» Raw data:
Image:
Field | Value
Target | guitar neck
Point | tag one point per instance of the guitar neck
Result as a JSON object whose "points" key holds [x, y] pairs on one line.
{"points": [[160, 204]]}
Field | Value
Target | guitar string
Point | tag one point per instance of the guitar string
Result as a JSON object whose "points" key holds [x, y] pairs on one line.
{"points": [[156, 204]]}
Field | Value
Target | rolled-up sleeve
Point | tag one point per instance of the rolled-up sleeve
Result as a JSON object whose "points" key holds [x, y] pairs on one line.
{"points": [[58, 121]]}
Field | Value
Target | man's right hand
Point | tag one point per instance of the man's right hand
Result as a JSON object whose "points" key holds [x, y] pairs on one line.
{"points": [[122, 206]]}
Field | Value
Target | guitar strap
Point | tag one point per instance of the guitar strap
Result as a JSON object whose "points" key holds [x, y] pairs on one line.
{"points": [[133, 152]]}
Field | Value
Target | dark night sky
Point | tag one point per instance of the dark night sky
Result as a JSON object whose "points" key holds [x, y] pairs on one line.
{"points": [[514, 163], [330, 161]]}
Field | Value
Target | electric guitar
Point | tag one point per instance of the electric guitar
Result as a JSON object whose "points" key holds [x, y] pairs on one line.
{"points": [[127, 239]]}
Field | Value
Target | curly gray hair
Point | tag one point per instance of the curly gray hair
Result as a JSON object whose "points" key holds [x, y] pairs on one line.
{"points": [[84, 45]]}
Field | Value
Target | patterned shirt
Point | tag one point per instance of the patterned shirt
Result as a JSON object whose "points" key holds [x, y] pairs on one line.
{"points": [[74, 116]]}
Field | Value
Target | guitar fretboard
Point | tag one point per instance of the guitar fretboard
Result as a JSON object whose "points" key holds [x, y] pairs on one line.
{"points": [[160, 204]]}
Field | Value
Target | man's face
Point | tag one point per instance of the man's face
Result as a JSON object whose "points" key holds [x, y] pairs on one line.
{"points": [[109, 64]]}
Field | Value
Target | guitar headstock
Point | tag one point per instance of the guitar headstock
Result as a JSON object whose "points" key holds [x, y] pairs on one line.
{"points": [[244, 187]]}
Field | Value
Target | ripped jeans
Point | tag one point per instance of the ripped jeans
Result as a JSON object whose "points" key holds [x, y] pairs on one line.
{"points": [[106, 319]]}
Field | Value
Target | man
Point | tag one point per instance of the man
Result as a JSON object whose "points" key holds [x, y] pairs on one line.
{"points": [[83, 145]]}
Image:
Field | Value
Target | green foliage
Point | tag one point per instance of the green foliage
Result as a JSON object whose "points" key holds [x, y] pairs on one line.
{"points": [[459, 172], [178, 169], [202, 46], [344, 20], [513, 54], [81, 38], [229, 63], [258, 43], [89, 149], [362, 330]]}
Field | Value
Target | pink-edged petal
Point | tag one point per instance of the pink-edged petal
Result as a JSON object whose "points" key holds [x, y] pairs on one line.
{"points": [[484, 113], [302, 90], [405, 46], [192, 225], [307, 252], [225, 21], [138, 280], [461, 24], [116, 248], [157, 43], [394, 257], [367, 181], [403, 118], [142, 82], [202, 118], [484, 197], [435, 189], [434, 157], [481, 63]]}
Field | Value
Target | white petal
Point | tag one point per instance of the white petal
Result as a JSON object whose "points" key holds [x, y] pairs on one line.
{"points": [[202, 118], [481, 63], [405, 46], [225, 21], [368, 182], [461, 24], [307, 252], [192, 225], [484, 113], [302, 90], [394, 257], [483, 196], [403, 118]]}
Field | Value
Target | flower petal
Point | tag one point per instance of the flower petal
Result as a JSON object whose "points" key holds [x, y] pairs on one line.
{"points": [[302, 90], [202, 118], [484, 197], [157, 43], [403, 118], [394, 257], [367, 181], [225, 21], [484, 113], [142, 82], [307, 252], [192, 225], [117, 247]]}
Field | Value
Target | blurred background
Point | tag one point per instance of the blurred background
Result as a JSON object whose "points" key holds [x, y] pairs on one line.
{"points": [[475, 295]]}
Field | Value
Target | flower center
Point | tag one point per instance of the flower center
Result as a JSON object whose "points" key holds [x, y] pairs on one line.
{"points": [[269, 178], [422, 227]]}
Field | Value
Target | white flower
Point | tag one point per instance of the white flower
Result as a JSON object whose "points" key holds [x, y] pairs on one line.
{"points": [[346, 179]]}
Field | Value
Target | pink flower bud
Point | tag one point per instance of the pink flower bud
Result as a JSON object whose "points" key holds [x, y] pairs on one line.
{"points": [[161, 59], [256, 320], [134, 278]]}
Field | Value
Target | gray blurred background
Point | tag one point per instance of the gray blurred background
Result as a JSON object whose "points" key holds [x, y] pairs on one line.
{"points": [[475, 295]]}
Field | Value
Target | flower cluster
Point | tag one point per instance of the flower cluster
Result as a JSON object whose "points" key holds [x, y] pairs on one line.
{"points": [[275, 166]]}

» Task requirements:
Restate the data above word for word, please.

» The result:
Image:
Field | Value
Target | guitar neck
Point | tag one point per instance of the guitar neck
Result as a JSON object whose "points" key holds [x, y] pairs on one line.
{"points": [[160, 204]]}
Field | Value
Target | guitar string
Point | tag one point per instance of the guitar string
Result as a JSON object whose "points" key holds [x, y] pairs on one line.
{"points": [[156, 204]]}
Field | Value
Target | rolled-up sleeve
Point | tag one point per instance of the rolled-up sleeve
Result as a JSON object whose "points" key holds [x, y] pairs on one line.
{"points": [[58, 121]]}
Field | Value
Target | man's right hand
Point | tag one point per instance of the man's right hand
Result as a JSON object whose "points" key holds [x, y] pairs on one line.
{"points": [[122, 206]]}
Field | Value
Target | guitar strap
Point | tag one point per instance of the guitar strap
Result as a JSON object whose "points" key holds [x, y] pairs on one line.
{"points": [[133, 152]]}
Field | Value
Target | dark night sky
Point | tag one point per instance of the dark night sky
Result as a JSON object whose "points" key holds [x, y] pairs on one line.
{"points": [[514, 163], [330, 161]]}
Field | Value
Target | electric guitar
Point | tag one point per instance of the electric guitar
Result as a JSON object whose "points" key holds [x, y] pairs on one line.
{"points": [[127, 239]]}
Field | Value
Target | curly gray hair
Point | tag one point per instance of the curly gray hair
Result as a JSON object whose "points" key holds [x, y] pairs on one line.
{"points": [[84, 45]]}
Field | Value
Target | patterned shirt
Point | tag one point per instance of the patterned shirt
Result as a JSON object whose "points" key holds [x, y] pairs on one line.
{"points": [[74, 116]]}
Field | Value
Target | guitar fretboard
Point | tag one point per instance of the guitar fretboard
Result as a JSON object whose "points" key holds [x, y] pairs on one line.
{"points": [[160, 204]]}
Field | Value
Target | man's face
Point | tag one point per instance of the man's face
Result as a JSON object whose "points" key holds [x, y] pairs on one line.
{"points": [[109, 64]]}
Field | Value
Target | guitar headstock
Point | tag one point per instance of the guitar headstock
Result as a JSON object whose "points" key holds [x, y] pairs on one line.
{"points": [[244, 187]]}
Field | Value
Target | ripped jeans
Point | tag one point per instance of the ripped jeans
Result as a JSON object whose "points" key holds [x, y] pairs on one line.
{"points": [[106, 319]]}
Field | Value
Target | man
Point | tag one point per instance of the man
Result as a JSON object whose "points" key holds [x, y] pairs on one line.
{"points": [[83, 145]]}
Image:
Field | Value
Target | green foliage
Point | tag one point per instance of the green foliage
Result as a JSON object whose "points" key holds [x, y] pairs on one line.
{"points": [[459, 172], [178, 169], [202, 46], [344, 20], [513, 54], [81, 38], [229, 63], [258, 43], [89, 149], [362, 330]]}
Field | Value
Target | pink-edged petal
Point | tag one point per instance of the pink-edged petal
Result as a JSON object whose "points" key holds [x, y] pairs on one line.
{"points": [[484, 113], [302, 90], [405, 46], [192, 225], [307, 252], [225, 21], [138, 280], [461, 24], [116, 248], [157, 43], [394, 257], [367, 181], [403, 118], [142, 82], [202, 118], [484, 197], [435, 189], [434, 157], [481, 63]]}
Field | Value
Target | white petal
Point | tag one point per instance of the white petal
Result as a JSON object whose "points" key holds [x, y] pairs on one line.
{"points": [[202, 118], [481, 63], [405, 46], [225, 21], [368, 182], [461, 24], [307, 252], [192, 225], [484, 113], [302, 90], [394, 257], [483, 196], [403, 118]]}
Field | Value
Target | flower petal
Point | tag one point per instance of the flower petal
Result as a JSON object whose "points" key holds [x, y] pairs on one line.
{"points": [[302, 90], [202, 118], [484, 197], [157, 43], [403, 118], [394, 257], [367, 181], [225, 21], [484, 113], [142, 82], [307, 252], [192, 225], [117, 247]]}
Field | Value
Target | blurred background
Point | tag one point per instance of the blurred background
Result as a JSON object whose "points" key holds [x, y] pairs on one line.
{"points": [[475, 295]]}
Field | Value
Target | flower center
Point | tag one point per instance of the flower center
Result as a JSON object whose "points" key holds [x, y] pairs on one line.
{"points": [[269, 178], [422, 227]]}
Field | Value
Target | white flower
Point | tag one point per instance of the white flower
Result as a JSON object whose "points" key holds [x, y] pairs on one line.
{"points": [[346, 179]]}
Field | Value
Target | pink flower bud
Point | tag one point per instance of the pink flower bud
Result as a JSON object whose "points" key holds [x, y] pairs on one line.
{"points": [[161, 59], [256, 320], [134, 278]]}
Field | Value
Target | gray blurred background
Point | tag one point per instance of the gray blurred background
Result as a JSON object whose "points" key holds [x, y] pairs on one line.
{"points": [[475, 295]]}
Field | Value
Target | flower cluster
Point | tag one point per instance of the flower cluster
Result as a JSON object whose "points" key holds [x, y] pairs on one line.
{"points": [[275, 166]]}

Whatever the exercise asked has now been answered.